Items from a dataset
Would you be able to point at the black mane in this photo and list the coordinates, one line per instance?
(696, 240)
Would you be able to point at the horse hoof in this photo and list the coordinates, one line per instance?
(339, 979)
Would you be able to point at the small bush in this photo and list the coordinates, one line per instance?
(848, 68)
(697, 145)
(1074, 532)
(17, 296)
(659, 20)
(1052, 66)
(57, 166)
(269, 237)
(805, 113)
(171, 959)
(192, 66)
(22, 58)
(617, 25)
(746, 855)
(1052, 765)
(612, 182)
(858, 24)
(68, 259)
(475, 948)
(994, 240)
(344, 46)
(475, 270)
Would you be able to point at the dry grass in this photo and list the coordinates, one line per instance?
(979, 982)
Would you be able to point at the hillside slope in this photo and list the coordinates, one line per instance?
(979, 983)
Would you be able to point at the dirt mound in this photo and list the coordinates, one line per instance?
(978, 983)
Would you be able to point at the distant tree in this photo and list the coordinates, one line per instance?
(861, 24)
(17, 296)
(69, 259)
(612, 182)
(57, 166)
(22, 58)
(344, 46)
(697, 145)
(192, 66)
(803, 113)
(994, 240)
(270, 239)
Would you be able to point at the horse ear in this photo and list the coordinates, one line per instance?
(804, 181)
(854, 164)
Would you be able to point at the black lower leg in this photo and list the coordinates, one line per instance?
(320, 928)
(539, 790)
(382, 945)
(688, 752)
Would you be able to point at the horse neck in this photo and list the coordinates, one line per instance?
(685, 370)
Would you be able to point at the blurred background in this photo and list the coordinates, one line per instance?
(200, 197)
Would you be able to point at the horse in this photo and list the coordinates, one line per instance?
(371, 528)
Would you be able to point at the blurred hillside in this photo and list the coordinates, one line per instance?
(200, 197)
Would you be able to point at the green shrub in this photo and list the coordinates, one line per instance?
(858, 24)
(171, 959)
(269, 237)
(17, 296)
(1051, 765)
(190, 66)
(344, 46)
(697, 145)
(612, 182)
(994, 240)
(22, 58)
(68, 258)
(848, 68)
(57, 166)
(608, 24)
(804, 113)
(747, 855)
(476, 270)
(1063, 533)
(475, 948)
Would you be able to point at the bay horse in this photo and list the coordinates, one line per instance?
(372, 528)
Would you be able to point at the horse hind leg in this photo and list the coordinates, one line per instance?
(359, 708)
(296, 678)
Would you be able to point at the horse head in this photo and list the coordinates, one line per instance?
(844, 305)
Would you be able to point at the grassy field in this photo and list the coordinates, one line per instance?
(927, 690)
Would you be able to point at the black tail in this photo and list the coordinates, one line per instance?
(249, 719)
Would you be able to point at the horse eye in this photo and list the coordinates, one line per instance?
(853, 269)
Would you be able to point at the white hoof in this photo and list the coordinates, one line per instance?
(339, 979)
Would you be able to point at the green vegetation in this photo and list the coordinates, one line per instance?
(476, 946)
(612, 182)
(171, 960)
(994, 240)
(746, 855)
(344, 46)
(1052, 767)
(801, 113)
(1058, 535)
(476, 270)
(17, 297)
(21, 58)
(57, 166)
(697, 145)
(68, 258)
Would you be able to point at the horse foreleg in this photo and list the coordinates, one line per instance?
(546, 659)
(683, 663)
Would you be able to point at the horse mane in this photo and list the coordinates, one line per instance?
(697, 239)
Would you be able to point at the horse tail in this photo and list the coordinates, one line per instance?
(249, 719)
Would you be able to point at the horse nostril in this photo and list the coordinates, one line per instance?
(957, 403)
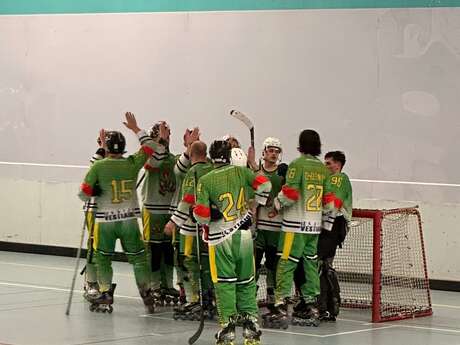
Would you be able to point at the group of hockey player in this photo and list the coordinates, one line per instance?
(212, 218)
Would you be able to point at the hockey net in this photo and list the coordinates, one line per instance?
(382, 265)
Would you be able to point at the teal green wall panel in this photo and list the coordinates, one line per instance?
(123, 6)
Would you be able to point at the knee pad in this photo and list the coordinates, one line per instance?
(299, 275)
(271, 259)
(330, 289)
(168, 251)
(258, 258)
(155, 256)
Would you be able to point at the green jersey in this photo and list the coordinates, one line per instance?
(267, 217)
(302, 195)
(164, 174)
(228, 188)
(338, 199)
(181, 216)
(113, 182)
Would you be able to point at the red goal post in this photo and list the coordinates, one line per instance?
(382, 265)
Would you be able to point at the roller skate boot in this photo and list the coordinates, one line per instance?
(148, 297)
(170, 296)
(103, 301)
(251, 331)
(306, 315)
(189, 311)
(276, 318)
(91, 291)
(226, 336)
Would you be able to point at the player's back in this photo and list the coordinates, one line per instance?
(308, 175)
(228, 189)
(116, 180)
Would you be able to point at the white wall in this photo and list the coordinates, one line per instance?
(382, 85)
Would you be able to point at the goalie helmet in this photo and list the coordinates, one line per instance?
(154, 131)
(220, 151)
(272, 142)
(238, 157)
(115, 142)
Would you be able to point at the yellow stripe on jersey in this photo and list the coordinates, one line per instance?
(96, 236)
(288, 240)
(212, 263)
(188, 245)
(146, 222)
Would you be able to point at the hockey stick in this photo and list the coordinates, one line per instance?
(197, 334)
(243, 118)
(91, 244)
(77, 261)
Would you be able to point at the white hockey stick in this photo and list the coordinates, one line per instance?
(246, 120)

◆ REQUIRED TASK: Copy every one of the records above word for word, but leave the pictures out of your answer.

◆ EXERCISE ANSWER:
Would you be able to point at the black mane in this photo and list the coordinates, one line per instance?
(696, 240)
Would you be able to point at the horse hoof in this photo and list the coordinates, one line per instance?
(339, 979)
Would you be able to point at the small bush in this photo and list the coordinates, one line per instance?
(848, 68)
(697, 145)
(1074, 532)
(17, 296)
(659, 20)
(1052, 66)
(57, 166)
(269, 237)
(805, 113)
(171, 959)
(192, 66)
(22, 58)
(617, 25)
(746, 855)
(1052, 765)
(612, 182)
(858, 24)
(68, 259)
(475, 948)
(994, 240)
(344, 46)
(475, 270)
Would you be able to point at the dry grass in this photo and list the coordinates, one line per instance?
(979, 982)
Would you be able to point at the hillside slope in this photo and list the coordinates, one line per instance?
(979, 983)
Would you be able to point at the dirt mound in this photo and list the coordinates, one line per instance?
(978, 983)
Would you be able to point at the distant tree in this photo and list the coordinates, one line per instance?
(861, 24)
(17, 296)
(69, 259)
(612, 182)
(57, 166)
(22, 58)
(344, 46)
(697, 145)
(192, 66)
(803, 113)
(994, 240)
(270, 239)
Would you be able to point at the horse ear in this photo and list the coordinates, one line per instance?
(804, 181)
(854, 164)
Would you be able to point at the black lower leg in this photo and list the coordinates, one line per instance?
(320, 928)
(539, 790)
(382, 945)
(688, 752)
Would you be able to point at the horse neck in this photo and list the coordinates, one line per instance?
(685, 370)
Would you be able to point at the blurred background in this photo and list the coordinates, one line per instance?
(200, 197)
Would you be able to point at the horse in this photo and list the coordinates, one line per instance?
(371, 528)
Would you be able to point at the blurred hillside in this photo and list the coordinates, one line per instance?
(200, 197)
Would you be able to point at the green shrub in this photo and list the coordinates, one line per instance?
(858, 24)
(171, 959)
(269, 237)
(17, 296)
(1051, 765)
(190, 66)
(344, 46)
(697, 145)
(612, 182)
(994, 240)
(22, 58)
(68, 258)
(848, 68)
(57, 166)
(608, 24)
(804, 113)
(747, 855)
(476, 270)
(1063, 533)
(475, 948)
Would you be able to point at the bay horse in this photo and list the coordinates, one line per instance?
(372, 528)
Would you be able to point at the horse hind leg in this photo and list the coordinates, one line per instance?
(359, 708)
(296, 678)
Would you be able to point at the horse head in this photo and list the coordinates, one line per instance?
(844, 305)
Would you be able to point at the grassy field in this photo and list the coordinates, one line per instance?
(927, 690)
Would you be able to point at the black tail in this photo and list the coordinates, one line per instance?
(249, 719)
Would you be able to point at the horse eye in this photo and list the coordinates, one line per instance?
(853, 269)
Would you be able to point at the white hoof in this photo and list the coordinates, one line per instance?
(339, 979)
Would you be able to point at the green vegetation in this photo and list the coordinates, one line per instance?
(476, 946)
(612, 182)
(171, 960)
(994, 240)
(746, 855)
(344, 46)
(1052, 767)
(801, 113)
(1058, 535)
(476, 270)
(17, 297)
(21, 58)
(57, 166)
(697, 145)
(68, 258)
Would you be able to point at the horse foreleg in this photo and list the coordinates, one line per instance?
(546, 659)
(683, 663)
Would you be able to point at the horse mane in this photo and list the coordinates, one line per instance?
(697, 239)
Would you be able to point at the horse tail in this photo and list the coordinates, one line per instance?
(249, 719)
Would you be able to point at the horse nostril in this photo and list the coordinates, one line per instance?
(957, 403)
Would you be able to point at the group of hockey player in this photo and list the coordinates, one line per instance?
(212, 218)
Would you be able to point at the hockey net in this photo and list the coordinates, one line per instance?
(382, 265)
Would you be able to point at the teal green wall panel in this photo and list the coordinates, one line per instance?
(123, 6)
Would you be able to point at the knee pad in this photo and list the coordinates, one line per instance?
(299, 275)
(271, 259)
(330, 289)
(168, 251)
(258, 258)
(155, 256)
Would you be able to point at the green jersey in this photo and list the coordinates, one line per instance?
(267, 217)
(302, 195)
(164, 174)
(228, 188)
(338, 199)
(181, 216)
(113, 182)
Would you be able to point at the red goal post in this photo and list the coordinates, one line per instance?
(382, 265)
Would you be able to point at the roller skate boot in this photo and list the coordinates, one line per instance?
(148, 297)
(170, 296)
(103, 301)
(251, 331)
(306, 315)
(189, 311)
(276, 318)
(91, 291)
(226, 336)
Would you be able to point at the player's back in this photo and list the coordinates, one line per instance?
(308, 175)
(228, 189)
(116, 180)
Would you be able to point at the white wall in this photo and list the coordinates, one line per instance?
(382, 85)
Would you be able to point at the goalie helmet in this photo and list the coordinates, one line per instance?
(154, 131)
(220, 151)
(272, 142)
(238, 157)
(115, 142)
Would you be able to point at the yellow stripe on jersey in this photo and list the coordinates, one line per instance?
(96, 236)
(288, 240)
(212, 263)
(188, 245)
(146, 222)
Would you be able to point at the hockey stick in this photo and list the coordinates, one line per instance?
(197, 334)
(243, 118)
(91, 244)
(77, 261)
Would you be able to point at the white hockey stick in this photo and list the coordinates, one line per instance?
(246, 120)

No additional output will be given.